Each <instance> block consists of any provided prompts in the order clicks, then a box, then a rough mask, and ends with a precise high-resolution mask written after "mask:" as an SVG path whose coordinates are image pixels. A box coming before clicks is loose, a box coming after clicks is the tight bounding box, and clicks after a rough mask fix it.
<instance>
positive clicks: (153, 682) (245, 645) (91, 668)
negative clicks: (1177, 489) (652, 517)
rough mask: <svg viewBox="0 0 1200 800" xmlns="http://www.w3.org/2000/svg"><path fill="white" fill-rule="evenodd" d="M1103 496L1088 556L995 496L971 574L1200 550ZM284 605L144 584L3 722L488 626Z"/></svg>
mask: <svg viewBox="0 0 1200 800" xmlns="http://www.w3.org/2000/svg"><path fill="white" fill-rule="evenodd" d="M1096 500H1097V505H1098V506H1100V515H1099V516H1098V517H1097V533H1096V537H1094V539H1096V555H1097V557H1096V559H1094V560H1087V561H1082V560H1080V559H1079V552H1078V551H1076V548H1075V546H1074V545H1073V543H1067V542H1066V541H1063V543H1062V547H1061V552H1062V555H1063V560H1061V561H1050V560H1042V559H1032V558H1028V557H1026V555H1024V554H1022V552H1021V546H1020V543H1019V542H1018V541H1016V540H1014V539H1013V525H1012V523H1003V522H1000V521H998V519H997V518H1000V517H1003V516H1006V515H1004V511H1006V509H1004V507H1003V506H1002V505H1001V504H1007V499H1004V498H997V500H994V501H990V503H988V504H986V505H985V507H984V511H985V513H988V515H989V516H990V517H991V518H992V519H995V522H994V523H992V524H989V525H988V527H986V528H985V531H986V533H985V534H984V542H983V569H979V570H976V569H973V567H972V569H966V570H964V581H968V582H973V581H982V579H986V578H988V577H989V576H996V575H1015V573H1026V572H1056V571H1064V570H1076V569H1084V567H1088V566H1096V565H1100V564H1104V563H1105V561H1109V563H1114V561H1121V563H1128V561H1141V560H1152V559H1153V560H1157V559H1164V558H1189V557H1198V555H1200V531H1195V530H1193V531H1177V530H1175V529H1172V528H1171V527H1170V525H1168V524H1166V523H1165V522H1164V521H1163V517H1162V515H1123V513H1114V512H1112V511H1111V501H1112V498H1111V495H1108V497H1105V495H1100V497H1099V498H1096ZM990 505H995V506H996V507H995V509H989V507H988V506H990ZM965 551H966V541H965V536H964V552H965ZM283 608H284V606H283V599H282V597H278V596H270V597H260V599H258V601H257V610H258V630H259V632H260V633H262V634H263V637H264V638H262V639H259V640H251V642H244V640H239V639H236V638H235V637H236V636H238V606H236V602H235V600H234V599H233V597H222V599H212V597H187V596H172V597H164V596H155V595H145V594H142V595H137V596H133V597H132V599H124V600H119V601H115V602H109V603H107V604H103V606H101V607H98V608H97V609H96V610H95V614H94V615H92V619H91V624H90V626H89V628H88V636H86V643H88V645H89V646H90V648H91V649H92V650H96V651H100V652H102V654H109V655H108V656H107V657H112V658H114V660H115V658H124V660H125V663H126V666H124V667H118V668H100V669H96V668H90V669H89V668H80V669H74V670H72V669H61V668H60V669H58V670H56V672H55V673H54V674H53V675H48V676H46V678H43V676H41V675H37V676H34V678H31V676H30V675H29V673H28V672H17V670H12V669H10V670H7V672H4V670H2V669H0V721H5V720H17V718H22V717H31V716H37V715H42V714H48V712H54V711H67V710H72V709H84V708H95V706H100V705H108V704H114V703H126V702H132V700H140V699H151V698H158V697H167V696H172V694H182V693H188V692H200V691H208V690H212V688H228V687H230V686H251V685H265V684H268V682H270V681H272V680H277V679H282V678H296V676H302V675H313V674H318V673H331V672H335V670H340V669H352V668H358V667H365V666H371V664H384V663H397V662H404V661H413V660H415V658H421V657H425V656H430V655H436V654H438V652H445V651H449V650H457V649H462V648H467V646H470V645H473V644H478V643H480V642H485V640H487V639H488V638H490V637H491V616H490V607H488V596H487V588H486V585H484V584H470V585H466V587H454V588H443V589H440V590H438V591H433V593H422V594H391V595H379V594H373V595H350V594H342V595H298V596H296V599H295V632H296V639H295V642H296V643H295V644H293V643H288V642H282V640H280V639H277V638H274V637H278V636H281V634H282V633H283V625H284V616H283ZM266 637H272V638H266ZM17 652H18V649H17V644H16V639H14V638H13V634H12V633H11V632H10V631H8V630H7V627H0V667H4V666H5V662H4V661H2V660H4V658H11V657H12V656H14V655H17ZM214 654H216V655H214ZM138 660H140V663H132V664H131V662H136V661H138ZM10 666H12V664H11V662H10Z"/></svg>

----

Work request ->
The lines to copy run from the start of the records above through the line holding "negative clicks: (1177, 489) (652, 517)"; give them exactly, both ends included, and nothing else.

Answer space ->
Each <instance> block consists of any provided prompts in the order clicks, then a box, then a rough mask, and ends with a precise high-resolution mask written after "mask:" as an SVG path whose coordinates are image pixels. A box coming before clicks is loose, a box coming after clicks is the tight bounding box, and clicks after a rough mask fix it.
<instance>
positive clicks: (153, 682) (245, 645) (91, 668)
negative clicks: (1177, 489) (652, 517)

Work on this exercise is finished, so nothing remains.